### [Quoted passage]
- Ralf Hildebrandt Ralf.Hildebrandt@charite.de:
I'm getting constantly high numbers of page reclaims & involuntary context switches for dovecot/auth.
page reclaims = minor faults = cpu switching back to system-mode, But why is the auth process doing that so excessively? Same for the large number of involuntary context switches...
Some additions:
The last time we had 2.0 at the start we came into big trouble which could also be seen on the VMware ESX side. The CPU load was about 95% constantly and on the VM side the processes showed up in top at mainly using kernel space (system load).
Now we didn't have that high load in the morning, of course processes had been in the kernel space too often. But: until the load isn't getting too high the ESX doesn't show any problems, even the stats went up and down (what they didn't do the last time we had the real problems, they just stayed in an even upper line...).

### [Written task a]
Turn the records, from their start through the line that contains "xmin=736 ymin=318 xmax=826 ymax=358", into a Markdown table with the columns Row and Line, one row per line. Leave out blank lines.
The dovecot post and the records come from separate, unrelated sources.

### [Supplied material]

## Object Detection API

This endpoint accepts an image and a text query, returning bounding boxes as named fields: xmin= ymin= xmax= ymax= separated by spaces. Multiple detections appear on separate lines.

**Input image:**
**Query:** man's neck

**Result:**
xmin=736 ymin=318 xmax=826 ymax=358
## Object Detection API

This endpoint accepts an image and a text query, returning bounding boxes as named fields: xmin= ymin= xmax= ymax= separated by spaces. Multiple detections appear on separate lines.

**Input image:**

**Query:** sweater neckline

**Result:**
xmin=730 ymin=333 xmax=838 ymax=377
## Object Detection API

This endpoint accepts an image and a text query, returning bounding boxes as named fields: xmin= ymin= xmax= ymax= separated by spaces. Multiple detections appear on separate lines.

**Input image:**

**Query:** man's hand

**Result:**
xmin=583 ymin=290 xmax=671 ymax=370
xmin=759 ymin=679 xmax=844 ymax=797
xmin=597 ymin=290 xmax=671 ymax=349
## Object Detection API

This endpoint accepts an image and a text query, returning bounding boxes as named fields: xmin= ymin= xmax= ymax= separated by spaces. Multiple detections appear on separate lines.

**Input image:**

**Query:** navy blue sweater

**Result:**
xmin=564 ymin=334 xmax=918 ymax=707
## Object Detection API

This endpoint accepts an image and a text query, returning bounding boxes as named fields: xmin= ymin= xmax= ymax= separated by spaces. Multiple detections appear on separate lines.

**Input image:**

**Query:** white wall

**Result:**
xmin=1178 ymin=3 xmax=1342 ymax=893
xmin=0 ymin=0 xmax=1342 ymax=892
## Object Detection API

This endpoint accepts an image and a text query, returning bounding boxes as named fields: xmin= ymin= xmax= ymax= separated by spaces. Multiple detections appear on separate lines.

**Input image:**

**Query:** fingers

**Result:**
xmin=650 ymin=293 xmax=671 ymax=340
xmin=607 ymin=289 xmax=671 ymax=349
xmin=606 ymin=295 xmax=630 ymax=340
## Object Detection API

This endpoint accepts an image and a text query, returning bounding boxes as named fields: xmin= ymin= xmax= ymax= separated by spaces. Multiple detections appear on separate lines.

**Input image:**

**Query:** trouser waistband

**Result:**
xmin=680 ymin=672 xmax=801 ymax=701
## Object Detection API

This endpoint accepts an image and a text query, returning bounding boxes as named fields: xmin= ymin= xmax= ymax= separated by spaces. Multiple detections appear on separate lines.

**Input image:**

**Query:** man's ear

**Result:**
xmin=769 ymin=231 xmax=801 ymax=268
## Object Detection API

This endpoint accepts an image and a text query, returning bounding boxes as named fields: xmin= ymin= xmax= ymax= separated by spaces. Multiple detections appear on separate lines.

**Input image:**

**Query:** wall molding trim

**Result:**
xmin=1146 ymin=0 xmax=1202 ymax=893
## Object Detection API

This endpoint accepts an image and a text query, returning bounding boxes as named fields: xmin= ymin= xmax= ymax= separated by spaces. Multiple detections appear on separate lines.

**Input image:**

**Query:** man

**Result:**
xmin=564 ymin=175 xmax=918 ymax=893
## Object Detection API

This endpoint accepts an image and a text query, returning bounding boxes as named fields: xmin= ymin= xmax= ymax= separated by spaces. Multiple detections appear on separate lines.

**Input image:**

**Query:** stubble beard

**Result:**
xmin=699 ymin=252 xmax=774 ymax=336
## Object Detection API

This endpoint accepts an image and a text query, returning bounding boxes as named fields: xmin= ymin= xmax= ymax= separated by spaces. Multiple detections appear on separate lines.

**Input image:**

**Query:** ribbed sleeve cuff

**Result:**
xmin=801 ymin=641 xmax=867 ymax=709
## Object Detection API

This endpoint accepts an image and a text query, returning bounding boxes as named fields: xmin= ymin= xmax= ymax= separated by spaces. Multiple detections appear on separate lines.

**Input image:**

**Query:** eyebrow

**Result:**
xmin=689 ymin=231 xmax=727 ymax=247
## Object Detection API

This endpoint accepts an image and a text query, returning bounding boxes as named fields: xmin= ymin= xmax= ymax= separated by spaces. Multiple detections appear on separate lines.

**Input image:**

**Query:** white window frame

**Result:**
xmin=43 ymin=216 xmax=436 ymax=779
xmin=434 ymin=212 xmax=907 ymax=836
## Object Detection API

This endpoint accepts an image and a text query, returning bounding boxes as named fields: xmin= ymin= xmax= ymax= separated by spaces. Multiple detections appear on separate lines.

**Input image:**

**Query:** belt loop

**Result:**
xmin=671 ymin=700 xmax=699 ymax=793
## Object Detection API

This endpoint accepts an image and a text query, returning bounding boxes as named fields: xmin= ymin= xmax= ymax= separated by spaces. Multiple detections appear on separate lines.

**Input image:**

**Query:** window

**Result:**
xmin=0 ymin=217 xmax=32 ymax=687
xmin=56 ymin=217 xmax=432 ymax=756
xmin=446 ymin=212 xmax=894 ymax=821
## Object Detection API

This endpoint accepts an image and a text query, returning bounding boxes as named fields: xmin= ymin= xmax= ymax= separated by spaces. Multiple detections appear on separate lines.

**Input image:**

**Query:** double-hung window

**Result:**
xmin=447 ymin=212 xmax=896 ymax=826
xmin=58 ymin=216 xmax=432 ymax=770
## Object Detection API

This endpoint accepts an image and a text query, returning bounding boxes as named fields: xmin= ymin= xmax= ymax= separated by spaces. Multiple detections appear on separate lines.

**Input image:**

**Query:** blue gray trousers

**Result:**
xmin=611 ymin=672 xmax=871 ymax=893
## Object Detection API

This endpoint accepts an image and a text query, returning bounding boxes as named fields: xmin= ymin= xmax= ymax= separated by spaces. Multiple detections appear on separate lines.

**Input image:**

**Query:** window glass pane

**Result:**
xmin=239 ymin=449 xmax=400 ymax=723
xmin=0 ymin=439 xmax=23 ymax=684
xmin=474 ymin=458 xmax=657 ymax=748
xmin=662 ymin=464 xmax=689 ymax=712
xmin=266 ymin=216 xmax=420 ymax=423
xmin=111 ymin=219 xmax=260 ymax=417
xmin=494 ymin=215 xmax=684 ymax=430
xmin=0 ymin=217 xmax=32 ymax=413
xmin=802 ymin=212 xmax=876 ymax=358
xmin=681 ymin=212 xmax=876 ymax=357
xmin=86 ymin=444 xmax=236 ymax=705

### [Written task b]
List every piece of software the dovecot post names.

### [Correct result a]
| Row | Line |
|---|---|
| 1 | ## Object Detection API |
| 2 | This endpoint accepts an image and a text query, returning bounding boxes as named fields: xmin= ymin= xmax= ymax= separated by spaces. Multiple detections appear on separate lines. |
| 3 | **Input image:** |
| 4 | **Query:** man's neck |
| 5 | **Result:** |
| 6 | xmin=736 ymin=318 xmax=826 ymax=358 |

### [Correct result b]
- dovecot/auth
- VMware ESX
- top